**Text section:**

*** Begin section ***

A generative AI needs its data where it can pull all its information from, for text base AI its called a Large Language Model. There are different ways to give AI its model:

Create a new large language model, this solution is the hardest and most time consuming of all. Creating an LLM from scratch will need a tremendous amount of data and expertise of data scientists. This is a solution that big corporations as a google or a Facebook can use.
Fine tune a pre-existing LLM, finetuning refers to adjusting the parameter, hyperparameter or other configuration of an existing model to improve its performance on a specific task or dataset. This process involves training the LLM on additional data or modifying its leaning process to better fit the specific requirements of the task at hand.
Usage of Retrieval-Augmented Generation also called RAG. Normally a Generative AI uses its LLM to get its information from, if this data is out of date or not customer specific the AI will still use it as it only knows what is in that LLM. What RAG does is adding a content store, this could be open on the internet or internal documents or databases of a customer or policies. Now the LLM first goes and communicates with the datastore and tries to get information that is relevant to task it got and uses that retrieval augmented information to answer a question or perform a task.

How does GPT-in-a-box work?

Now we know why Nutanix and GPT work together to deliver a turnkey solution to customers for their AI needs. But how does it work inside the Nutanix environment and what are the prerequisites?
The following graph summarizes it perfectly:

Nutanix GPT-in-a-box is built on top of the Nutanix platform:

GPU enabled Nodes are nodes with an GPU in them to take care of the computing load.

*** End section ***

**Required work:** According to the text on giving a generative AI its model, which solution is the hardest and most time consuming?

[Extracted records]

*** Begin section ***

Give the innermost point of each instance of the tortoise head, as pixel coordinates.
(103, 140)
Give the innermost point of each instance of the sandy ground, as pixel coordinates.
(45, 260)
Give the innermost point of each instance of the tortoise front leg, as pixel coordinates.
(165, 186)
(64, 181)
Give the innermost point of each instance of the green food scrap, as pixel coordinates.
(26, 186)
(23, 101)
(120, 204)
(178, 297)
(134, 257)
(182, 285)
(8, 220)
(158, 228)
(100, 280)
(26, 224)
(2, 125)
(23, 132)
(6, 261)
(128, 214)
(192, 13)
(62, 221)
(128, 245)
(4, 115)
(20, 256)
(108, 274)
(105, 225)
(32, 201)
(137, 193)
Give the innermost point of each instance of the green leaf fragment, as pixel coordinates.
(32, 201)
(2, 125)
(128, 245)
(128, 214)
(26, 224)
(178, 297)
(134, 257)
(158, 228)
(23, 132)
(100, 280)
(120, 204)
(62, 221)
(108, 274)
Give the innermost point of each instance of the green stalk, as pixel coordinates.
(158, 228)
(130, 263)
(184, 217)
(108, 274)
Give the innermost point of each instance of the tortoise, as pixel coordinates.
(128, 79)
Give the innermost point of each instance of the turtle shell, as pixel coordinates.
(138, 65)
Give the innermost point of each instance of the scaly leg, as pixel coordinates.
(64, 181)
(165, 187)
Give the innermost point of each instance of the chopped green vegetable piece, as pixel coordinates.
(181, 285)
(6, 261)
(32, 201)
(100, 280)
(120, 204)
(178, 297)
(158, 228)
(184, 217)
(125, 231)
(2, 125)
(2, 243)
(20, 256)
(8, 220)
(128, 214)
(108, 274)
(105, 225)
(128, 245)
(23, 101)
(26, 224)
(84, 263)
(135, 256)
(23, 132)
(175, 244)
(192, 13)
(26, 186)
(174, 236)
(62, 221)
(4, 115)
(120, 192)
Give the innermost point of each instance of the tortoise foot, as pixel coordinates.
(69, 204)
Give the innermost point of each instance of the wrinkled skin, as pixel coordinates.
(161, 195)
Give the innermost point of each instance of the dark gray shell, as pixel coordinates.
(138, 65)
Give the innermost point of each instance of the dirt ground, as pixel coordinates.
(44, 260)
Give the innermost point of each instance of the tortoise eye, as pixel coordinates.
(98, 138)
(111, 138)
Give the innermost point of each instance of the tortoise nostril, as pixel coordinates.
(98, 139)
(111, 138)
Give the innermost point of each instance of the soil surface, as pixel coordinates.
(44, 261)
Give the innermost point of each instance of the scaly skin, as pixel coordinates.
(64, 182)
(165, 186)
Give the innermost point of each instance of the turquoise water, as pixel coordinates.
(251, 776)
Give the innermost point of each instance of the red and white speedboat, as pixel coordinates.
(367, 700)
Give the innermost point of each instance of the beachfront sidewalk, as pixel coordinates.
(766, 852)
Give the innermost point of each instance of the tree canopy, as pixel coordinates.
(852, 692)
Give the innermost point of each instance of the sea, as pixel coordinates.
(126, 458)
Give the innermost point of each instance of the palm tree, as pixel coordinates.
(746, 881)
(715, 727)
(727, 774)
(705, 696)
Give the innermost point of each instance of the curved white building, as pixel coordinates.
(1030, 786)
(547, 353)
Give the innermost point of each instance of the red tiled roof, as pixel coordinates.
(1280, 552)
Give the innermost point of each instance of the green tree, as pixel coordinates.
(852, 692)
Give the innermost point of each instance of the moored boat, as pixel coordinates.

*** End section ***

**Response to the task:** Creating a new large language model from scratch.